Using the listing, copy each whole line that features "coffee".

►

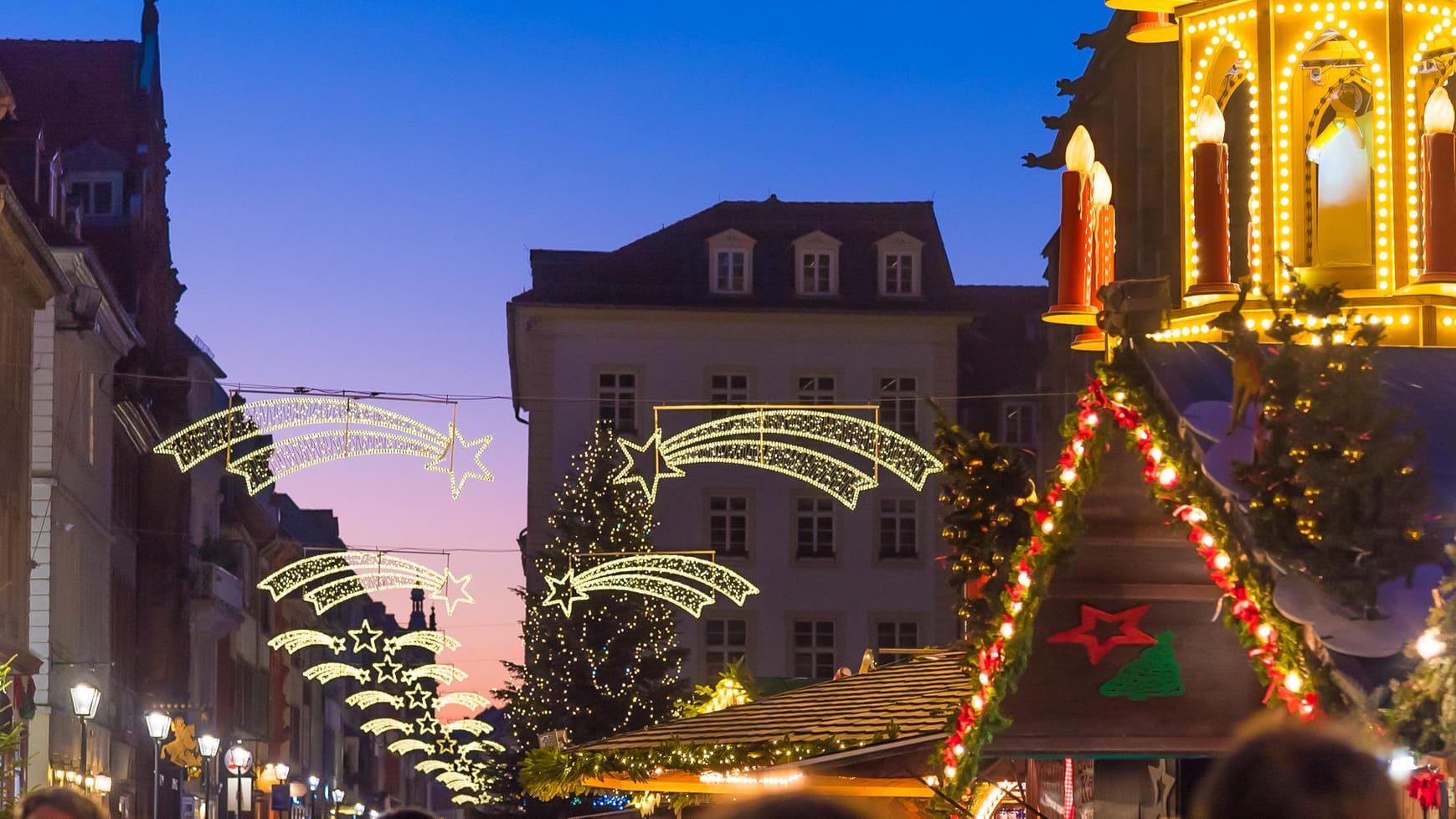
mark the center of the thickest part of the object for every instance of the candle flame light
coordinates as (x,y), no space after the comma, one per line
(1079,151)
(1440,117)
(1207,126)
(1101,185)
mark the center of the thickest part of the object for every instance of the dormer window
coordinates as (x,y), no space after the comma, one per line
(898,265)
(95,194)
(817,269)
(730,263)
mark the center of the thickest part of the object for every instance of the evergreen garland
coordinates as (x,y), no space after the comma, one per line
(613,665)
(1335,492)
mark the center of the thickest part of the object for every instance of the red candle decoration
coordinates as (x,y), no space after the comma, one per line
(1439,190)
(1075,257)
(1104,254)
(1210,203)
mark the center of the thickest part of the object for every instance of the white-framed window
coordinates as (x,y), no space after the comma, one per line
(898,634)
(815,389)
(814,528)
(815,264)
(724,641)
(616,399)
(898,404)
(898,528)
(1018,423)
(95,194)
(730,263)
(728,525)
(900,264)
(814,649)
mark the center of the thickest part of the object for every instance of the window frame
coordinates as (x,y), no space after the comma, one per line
(900,515)
(900,245)
(730,242)
(634,398)
(823,509)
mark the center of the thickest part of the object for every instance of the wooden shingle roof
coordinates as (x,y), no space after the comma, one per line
(916,697)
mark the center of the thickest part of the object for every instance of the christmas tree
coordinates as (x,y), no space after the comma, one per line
(981,521)
(1154,673)
(1337,494)
(613,663)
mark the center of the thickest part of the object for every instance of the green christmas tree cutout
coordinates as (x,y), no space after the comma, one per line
(1154,673)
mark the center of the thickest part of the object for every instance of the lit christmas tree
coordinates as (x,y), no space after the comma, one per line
(613,663)
(1154,673)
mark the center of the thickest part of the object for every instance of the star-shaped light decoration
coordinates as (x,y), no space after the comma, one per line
(563,594)
(366,637)
(419,697)
(1098,649)
(388,671)
(427,724)
(453,590)
(644,460)
(462,461)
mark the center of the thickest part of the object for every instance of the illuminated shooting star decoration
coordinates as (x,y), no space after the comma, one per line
(354,429)
(329,672)
(346,574)
(776,439)
(382,724)
(299,639)
(402,746)
(439,672)
(474,726)
(465,698)
(652,574)
(370,698)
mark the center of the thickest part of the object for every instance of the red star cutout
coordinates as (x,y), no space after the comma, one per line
(1098,649)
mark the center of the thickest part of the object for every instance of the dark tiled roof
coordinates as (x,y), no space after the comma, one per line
(76,90)
(670,267)
(918,695)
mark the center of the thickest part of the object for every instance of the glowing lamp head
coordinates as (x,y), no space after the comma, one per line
(1440,117)
(1079,151)
(1207,126)
(1430,645)
(1101,185)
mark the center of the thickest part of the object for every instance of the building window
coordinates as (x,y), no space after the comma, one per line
(815,275)
(731,276)
(616,401)
(898,528)
(900,275)
(1018,423)
(900,264)
(814,649)
(815,389)
(724,641)
(95,196)
(728,525)
(898,636)
(898,401)
(730,263)
(814,521)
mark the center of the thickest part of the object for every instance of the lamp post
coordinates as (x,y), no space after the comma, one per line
(157,728)
(85,700)
(207,746)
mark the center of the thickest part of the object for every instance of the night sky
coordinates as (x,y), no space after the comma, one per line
(356,185)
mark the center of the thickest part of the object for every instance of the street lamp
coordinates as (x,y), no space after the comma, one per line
(207,746)
(85,700)
(157,728)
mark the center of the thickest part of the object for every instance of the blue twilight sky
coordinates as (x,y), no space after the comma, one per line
(356,184)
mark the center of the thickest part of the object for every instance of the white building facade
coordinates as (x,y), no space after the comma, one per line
(760,303)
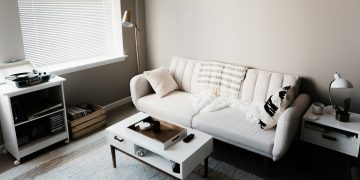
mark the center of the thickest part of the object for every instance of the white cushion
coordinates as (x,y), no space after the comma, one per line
(161,81)
(230,124)
(176,106)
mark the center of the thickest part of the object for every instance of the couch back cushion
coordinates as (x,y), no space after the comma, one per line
(182,70)
(259,85)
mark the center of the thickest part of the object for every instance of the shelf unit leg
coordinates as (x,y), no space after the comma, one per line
(17,162)
(112,148)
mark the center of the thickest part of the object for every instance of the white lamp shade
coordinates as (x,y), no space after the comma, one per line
(340,82)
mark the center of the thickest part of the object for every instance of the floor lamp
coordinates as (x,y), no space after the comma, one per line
(126,22)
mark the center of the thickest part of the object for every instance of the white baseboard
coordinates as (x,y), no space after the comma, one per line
(117,103)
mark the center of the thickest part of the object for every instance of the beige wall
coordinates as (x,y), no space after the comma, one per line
(101,85)
(312,38)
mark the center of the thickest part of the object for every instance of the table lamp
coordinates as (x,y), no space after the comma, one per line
(340,83)
(126,22)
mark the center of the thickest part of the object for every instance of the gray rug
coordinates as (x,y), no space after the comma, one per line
(89,158)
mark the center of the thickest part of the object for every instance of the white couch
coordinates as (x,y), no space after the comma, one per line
(230,124)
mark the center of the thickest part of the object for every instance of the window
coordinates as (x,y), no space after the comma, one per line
(57,31)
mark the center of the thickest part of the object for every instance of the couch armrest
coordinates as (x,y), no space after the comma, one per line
(288,125)
(139,87)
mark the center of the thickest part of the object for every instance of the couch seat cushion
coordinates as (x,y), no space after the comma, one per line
(230,124)
(176,106)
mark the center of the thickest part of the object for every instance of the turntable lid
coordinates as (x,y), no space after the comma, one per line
(7,69)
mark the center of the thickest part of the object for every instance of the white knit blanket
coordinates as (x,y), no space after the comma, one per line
(211,103)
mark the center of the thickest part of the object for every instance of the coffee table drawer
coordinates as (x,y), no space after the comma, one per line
(120,142)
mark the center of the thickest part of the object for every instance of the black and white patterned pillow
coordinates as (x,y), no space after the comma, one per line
(275,105)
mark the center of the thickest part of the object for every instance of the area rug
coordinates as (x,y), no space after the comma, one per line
(90,158)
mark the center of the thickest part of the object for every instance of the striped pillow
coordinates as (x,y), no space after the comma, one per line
(209,77)
(231,80)
(221,79)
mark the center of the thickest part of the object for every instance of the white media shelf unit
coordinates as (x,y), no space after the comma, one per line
(23,134)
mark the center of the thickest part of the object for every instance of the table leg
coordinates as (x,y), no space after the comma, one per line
(113,155)
(206,162)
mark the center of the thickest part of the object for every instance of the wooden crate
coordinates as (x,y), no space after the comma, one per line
(89,123)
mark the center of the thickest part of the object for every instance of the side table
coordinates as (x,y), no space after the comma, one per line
(330,133)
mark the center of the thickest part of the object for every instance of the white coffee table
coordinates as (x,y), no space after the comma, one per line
(187,155)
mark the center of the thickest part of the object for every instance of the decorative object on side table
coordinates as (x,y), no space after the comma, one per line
(342,113)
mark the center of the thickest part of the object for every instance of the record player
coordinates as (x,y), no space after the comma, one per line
(22,74)
(25,79)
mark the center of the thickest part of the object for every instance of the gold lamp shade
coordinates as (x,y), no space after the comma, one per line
(126,22)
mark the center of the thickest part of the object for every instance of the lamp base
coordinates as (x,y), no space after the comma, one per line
(342,116)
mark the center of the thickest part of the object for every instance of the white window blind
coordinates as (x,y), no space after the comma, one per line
(56,31)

◄

Solution below >>
mark the center of the thickest part of the object for every instance of the coffee table drawer
mark the center of the thickest part of the object for every instance of the white coffee table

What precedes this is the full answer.